Consigne 1
Recopiez à l'identique les lignes des enregistrements, de celle qui contient « One marker serves each instance of the blurred » à celle qui contient « (1132, 425) », ces deux lignes comprises.
⁂
Dans le cas où je me pense comme sujet des émotions ainsi que dans celui où je me vois sujet aux émotions, une question bien plus profonde met en évidence notre problématique: de quel sujet s’agit-il ? D’où viennent ses possibilités d’être à la fois libre et conditionné vis-à-vis du tout du monde de la vie ? Ici les fils conducteurs d’une analyse des émotions et du problème du sujet ne font qu’un. Il faut envisager le sujet selon les conditions de possibilité de l’existence en général si on veut éclairer les caractères de ses possibilités spécifiquement émotives, loin du partage entre naturalisme et spiritualisme.

La duplicité du sujet

 Ce qu’on vient de nommer plus haut « être-au-monde » n’est qu’une formulation pour indiquer la structure de notre propre existence en tant qu’elle est prise dans un engagement incessant avec l’horizon du monde par la voie de son rapport avec les choses. Le monde c’est le milieu où un tel rapport aux choses devient possible et où, en même temps, le sujet peut se dévoiler lui-même. Ce sont les conditions et les conséquences d’un tel dévoilement qui intéressent la phénoménologie. Sa démarche a pour fonction de nous conduire vers le problème du sujet que nous sommes à partir de l’apparition. Sur ce terrain, établi par Husserl, Patočka atteint la voie d’une analyse de notre vie au sein du monde dit « naturel », le monde de notre vie, c’est-à-dire « tel qu’il nous est donné à vivre » : « le monde tel qu’il se montre dans sa manifestation primordiale, pré-théorique »[3]. Le but c’est de revenir à cette expérience vivante du monde, et de là suivre ses contraintes conceptuelles.

Encore faut-il ajouter préalablement que ce n’est pas un domaine spécifique de la réalité elle-même qui attire l’attention de la phénoménologie : l’émotion, la culture, la logique ou la nature. C’est plutôt le fait que, tout simplement, l’étant en sa totalité apparaît, se donne en phénomène. Ce qui est réel, dans le sens le plus large qu’on peut accorder à ce terme, relève de l’apparaître, dont les frontières ne sont pas celles d’une région de l’être, mais au contraire celles d’un monde. Non pas le monde dans un sens strictement factuel, mais dans un sens nouveau, phénoménologique, qui a à voir avec l’expérience qui nous est donnée d’en faire. En effet, on n’a pas à faire seulement avec à un monde en tant qu’ensemble de réalités objectives, comme « la table » ou « tous les être vivants », mais – comme le dit Patočka – avec à un monde en tant qu’« apparition de tout ce qui apparaît »[4]. Comme moi, le monde ne peut jamais devenir un objet visé par une intuition qui le poserait devant nos yeux, car il nous précède et il nous est toujours donné en tant qu’horizon, c’est-à-dire comme le sol préalable sur lequel les choses se détachent et dans lequel nous sommes livrés à nous mêmes. Un tel horizon a donc la forme d’une totalité ouverte, ou d’une « limite mobile »[5], qui constitue en elle-même l’unité de l’apparaître comme tel, hors duquel rien ne peut se montrer en son être. Un tel concept phénoménologique du monde ne relève pas de la découverte d’un objet nouveau, mais d’un changement d’attitude qui vise à transformer notre manière de regarder. Dans cette attitude, donc, qui est celle propre à la phénoménologie, Patočka ne vise pas « une rupture de niveau qui nous ferait accéder à une réalité différente, mais [plutôt à] un aménagement méthodique de la réalité apparaissant »[6].
⁂
Consigne 2
Résumez en deux phrases le texte sur la phénoménologie du monde, s'il vous plaît.

Extraits de données d'annotation par points
⁂
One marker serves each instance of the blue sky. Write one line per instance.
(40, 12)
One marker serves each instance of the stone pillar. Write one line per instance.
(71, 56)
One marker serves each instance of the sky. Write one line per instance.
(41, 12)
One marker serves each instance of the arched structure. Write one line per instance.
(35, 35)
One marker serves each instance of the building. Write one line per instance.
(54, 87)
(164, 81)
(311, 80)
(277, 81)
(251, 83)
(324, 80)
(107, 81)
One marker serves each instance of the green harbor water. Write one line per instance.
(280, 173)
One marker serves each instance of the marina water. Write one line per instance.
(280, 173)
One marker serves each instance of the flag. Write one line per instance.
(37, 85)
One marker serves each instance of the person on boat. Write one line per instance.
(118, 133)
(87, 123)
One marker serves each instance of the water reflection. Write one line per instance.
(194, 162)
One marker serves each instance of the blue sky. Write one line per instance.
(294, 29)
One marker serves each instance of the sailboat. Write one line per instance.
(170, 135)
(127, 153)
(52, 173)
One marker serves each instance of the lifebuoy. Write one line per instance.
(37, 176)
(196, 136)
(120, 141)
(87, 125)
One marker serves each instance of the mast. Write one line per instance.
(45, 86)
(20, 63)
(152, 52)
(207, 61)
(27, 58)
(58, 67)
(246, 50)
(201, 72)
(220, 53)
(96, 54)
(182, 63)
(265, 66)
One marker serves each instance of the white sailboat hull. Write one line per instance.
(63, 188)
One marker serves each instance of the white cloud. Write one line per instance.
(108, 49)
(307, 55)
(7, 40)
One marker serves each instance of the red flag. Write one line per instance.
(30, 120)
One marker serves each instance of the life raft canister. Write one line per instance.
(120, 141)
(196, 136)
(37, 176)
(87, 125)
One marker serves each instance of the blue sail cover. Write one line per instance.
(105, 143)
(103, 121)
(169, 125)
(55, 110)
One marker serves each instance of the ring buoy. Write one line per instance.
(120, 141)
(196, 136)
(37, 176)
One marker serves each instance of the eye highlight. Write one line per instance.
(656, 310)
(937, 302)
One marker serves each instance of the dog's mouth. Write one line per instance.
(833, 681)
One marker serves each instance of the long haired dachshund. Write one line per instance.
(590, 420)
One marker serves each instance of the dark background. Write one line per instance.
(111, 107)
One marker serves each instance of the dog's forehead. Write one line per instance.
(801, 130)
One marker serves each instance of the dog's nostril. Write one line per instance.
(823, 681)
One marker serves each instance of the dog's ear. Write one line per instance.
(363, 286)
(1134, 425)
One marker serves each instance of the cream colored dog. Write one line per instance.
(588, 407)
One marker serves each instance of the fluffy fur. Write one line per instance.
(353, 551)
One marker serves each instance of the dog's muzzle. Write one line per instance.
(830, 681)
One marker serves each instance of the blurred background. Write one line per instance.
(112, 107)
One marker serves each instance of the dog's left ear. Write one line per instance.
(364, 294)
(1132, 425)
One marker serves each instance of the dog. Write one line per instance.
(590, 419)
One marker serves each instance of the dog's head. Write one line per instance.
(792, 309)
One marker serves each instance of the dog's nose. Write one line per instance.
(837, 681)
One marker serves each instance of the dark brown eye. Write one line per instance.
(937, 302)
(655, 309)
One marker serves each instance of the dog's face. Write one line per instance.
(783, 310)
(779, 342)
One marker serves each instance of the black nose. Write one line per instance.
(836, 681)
⁂
Réponse rédigée 1
One marker serves each instance of the blurred background. Write one line per instance.
(112, 107)
One marker serves each instance of the dog's left ear. Write one line per instance.
(364, 294)
(1132, 425)

Réponse rédigée 2
Pour éclairer les possibilités émotives du sujet, il faut l'envisager selon les conditions de possibilité de l'existence en général, et la phénoménologie, sur le terrain établi par Husserl et suivi par Patočka, part de l'être-au-monde pour revenir à l'expérience vivante du monde naturel, pré-théorique. Ce qui l'intéresse n'est pas un domaine particulier de la réalité mais le fait que l'étant en sa totalité apparaît, le monde étant compris non comme un objet mais comme un horizon, une totalité ouverte qui constitue l'unité de l'apparaître et qui demande un changement d'attitude plutôt que l'accès à une réalité différente.